**TEXTE EXTRAIT**.
------

" Un cheval entre dans un bar "
GROSSMAN David
Dovalé, un comique en représentation sur la scène d'un établissement sinistre situé dans une petite ville côtière, en Israël, Netanya. Spectacle pour lequel il est parvenu à convaincre un magistrat à la retraite d'en être le témoin. Ne se sont-ils pas connus, autrefois, à l'âge de leur enfance puis de leur adolescence ? Le spectacle commence. Mais peu à peu, le comique dévie de son propos initial. Des blagues éculées qui constituent son fond de commerce habituel, il passe à la narration de ce que fut son existence. Ce qui provoque la colère d'une partie de son public qui déserte la salle. Ne resteront, au beau du compte, que quelques inconditionnels et Avishaï Lazar, le magistrat. Lequel magistrat qui, plusieurs fois, avait ressenti de prendre la poudre d'escampette, mais qui s'est entêté et suit jusqu'à son terme la représentation. Une mise à nu en équilibre instable entre humour et réalisme sordide, réalisée sans complaisance par un homme déchiré, un homme meurtri.
David Grossman, écrivain israélien, brosse à travers Dovalé un tableau sans complaisance de la société à laquelle il appartient. Un tableau à la férocité contenue mais bien réelle. Une société dont la violence effraie. A un point tel que la majorité des spectateurs préfère quitter la salle, ne restant en place que celles et ceux qui acceptent (ou se résignent ?) de se confronter à la réalité, " ceux qui accepteront d'avoir une responsabilité par rapport à la blessure qu'ils ont vue. " Tout en établissant ce constat, David Grossman ne désespère pas. Il attend, il espère un sursaut de la société israélienne. Sans trop d'illusion il est vrai. Tant il lui semble que les violences renouvelées ne font que la corrompre toujours plus.

------

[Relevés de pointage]
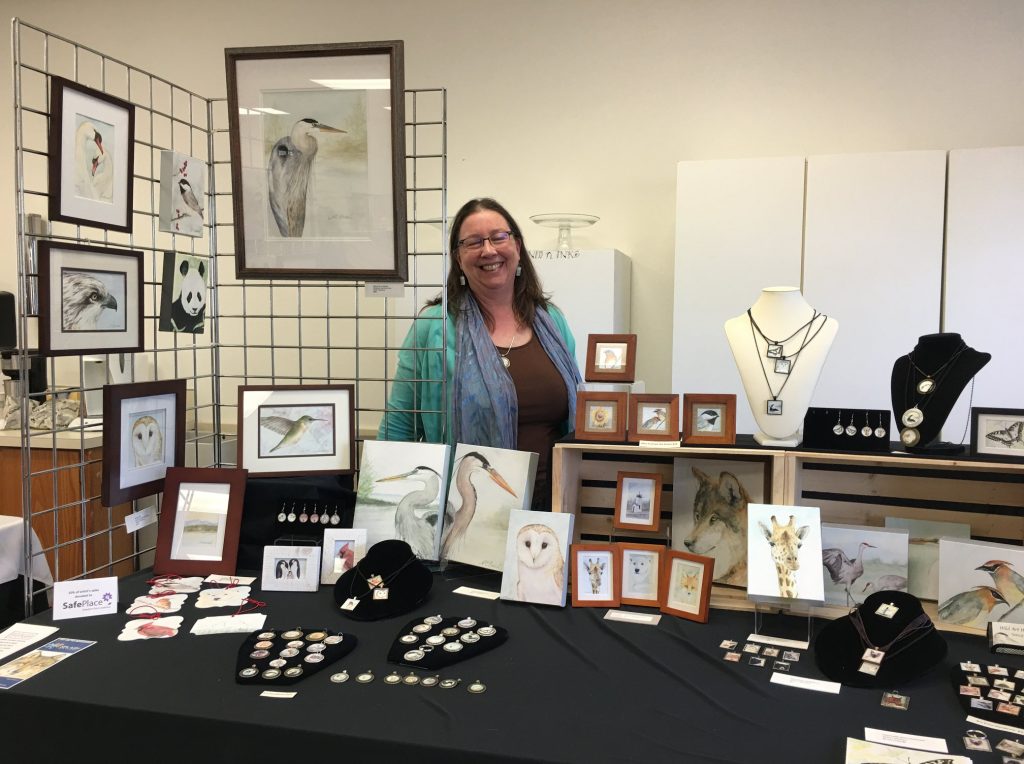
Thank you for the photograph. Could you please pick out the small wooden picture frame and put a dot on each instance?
(709, 419)
(638, 501)
(641, 573)
(653, 418)
(200, 519)
(601, 416)
(685, 585)
(610, 357)
(596, 582)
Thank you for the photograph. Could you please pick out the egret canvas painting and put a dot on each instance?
(486, 484)
(858, 560)
(400, 494)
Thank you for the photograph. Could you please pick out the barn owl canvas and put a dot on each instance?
(537, 557)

------

**TÂCHE À RÉALISER**.
Réécrivez le passage de la critique qui commence par « David Grossman, écrivain » et se termine par « corrompre toujours plus. », en changeant « sursaut » en « réveil ».

**RÉPONSE ATTENDUE**.
David Grossman, écrivain israélien, brosse à travers Dovalé un tableau sans complaisance de la société à laquelle il appartient. Un tableau à la férocité contenue mais bien réelle. Une société dont la violence effraie. A un point tel que la majorité des spectateurs préfère quitter la salle, ne restant en place que celles et ceux qui acceptent (ou se résignent ?) de se confronter à la réalité, " ceux qui accepteront d'avoir une responsabilité par rapport à la blessure qu'ils ont vue. " Tout en établissant ce constat, David Grossman ne désespère pas. Il attend, il espère un réveil de la société israélienne. Sans trop d'illusion il est vrai. Tant il lui semble que les violences renouvelées ne font que la corrompre toujours plus.